**Text shown:**
Thoughts & Ideas

Jun 4, 2024

Jun 4, 2024

DevOps Nightmares — A Kubernetes Odyssey Gone Awry

Tin Nguyen

Go-To-Market

SHARE

SHARE

SHARE

Imagine, if you will, a series of tragic tales from dark dimensions where nightmares come to life and best practices go to die. The stories you’re about to witness are all true, pieced together from the shattered psyches of those who lived to tell the tales. Accounts have been anonymized to safeguard the unfortunate souls who were caught in the crosshairs of catastrophe.


As you follow this motley crew of unsuspecting engineers navigating the murky waters of automation, integration, and delivery, each alarming anecdote will become another foreboding reminder that it could all happen to you one day.


Prepare for downtime, disasters, and dilemmas. Your pulse will quicken and your hardware will cringe as you travel through the hair-raising vortex of DevOps Nightmares…

A Kubernetes Odyssey Gone Awry

Caught between compliance crackdowns and K8s vendor chaos


“I've been through so many DevOps nightmares over the years, but one really stands out,” says the CTO of a regulated identity management company. “Over the course of three years, we adopted three different Kubernetes distributions and never used any of them.”

**Goal 1:**
Format the rows as a JSON list of strings with one string per line, leaving out blank lines. Include only the part that begins with the line containing "Where can the yellow" and runs through the last row.

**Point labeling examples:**
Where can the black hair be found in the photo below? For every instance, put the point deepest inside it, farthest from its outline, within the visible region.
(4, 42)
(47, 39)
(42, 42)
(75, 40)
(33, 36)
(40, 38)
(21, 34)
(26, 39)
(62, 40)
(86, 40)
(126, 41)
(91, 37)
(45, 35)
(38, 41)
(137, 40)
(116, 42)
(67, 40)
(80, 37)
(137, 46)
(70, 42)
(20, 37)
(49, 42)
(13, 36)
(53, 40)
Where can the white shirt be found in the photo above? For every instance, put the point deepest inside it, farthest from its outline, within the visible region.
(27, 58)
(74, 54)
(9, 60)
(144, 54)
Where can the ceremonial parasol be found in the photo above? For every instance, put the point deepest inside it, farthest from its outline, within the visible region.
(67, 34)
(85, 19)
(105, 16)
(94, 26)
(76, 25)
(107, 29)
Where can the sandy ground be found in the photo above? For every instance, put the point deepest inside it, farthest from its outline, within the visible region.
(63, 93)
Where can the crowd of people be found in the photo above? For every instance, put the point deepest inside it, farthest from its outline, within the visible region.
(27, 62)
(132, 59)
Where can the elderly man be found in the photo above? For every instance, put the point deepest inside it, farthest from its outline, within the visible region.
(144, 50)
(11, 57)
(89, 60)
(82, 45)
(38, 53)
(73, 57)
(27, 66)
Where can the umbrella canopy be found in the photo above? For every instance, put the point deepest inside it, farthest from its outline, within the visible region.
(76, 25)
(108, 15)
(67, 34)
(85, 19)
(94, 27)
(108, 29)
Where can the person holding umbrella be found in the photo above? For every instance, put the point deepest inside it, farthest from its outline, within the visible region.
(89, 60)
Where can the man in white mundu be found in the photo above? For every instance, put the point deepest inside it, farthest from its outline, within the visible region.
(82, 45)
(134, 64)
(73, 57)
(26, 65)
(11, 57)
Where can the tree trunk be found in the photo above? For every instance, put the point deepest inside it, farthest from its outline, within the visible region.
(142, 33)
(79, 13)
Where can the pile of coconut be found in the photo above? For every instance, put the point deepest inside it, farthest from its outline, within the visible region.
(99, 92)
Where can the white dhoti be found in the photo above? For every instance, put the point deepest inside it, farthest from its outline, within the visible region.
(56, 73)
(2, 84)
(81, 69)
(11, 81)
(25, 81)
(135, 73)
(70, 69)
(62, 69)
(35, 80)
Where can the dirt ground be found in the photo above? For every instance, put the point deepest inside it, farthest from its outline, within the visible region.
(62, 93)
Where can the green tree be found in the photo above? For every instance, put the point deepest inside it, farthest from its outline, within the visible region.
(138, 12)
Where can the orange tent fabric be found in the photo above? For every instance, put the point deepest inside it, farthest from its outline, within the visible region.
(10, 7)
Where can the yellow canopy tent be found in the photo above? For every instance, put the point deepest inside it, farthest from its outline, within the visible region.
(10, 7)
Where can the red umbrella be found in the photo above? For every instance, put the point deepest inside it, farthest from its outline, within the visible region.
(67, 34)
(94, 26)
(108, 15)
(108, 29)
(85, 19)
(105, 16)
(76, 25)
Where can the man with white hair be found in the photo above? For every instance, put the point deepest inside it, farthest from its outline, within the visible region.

**Goal 2:**
In the DevOps nightmares text, how many different Kubernetes distributions did the CTO's company adopt over three years?

**Exercise solution 1:**
[
  "Where can the yellow canopy tent be found in the photo above? For every instance, put the point deepest inside it, farthest from its outline, within the visible region.",
  "(10, 7)",
  "Where can the red umbrella be found in the photo above? For every instance, put the point deepest inside it, farthest from its outline, within the visible region.",
  "(67, 34)",
  "(94, 26)",
  "(108, 15)",
  "(108, 29)",
  "(85, 19)",
  "(105, 16)",
  "(76, 25)",
  "Where can the man with white hair be found in the photo above? For every instance, put the point deepest inside it, farthest from its outline, within the visible region."
]

**Exercise solution 2:**
Three.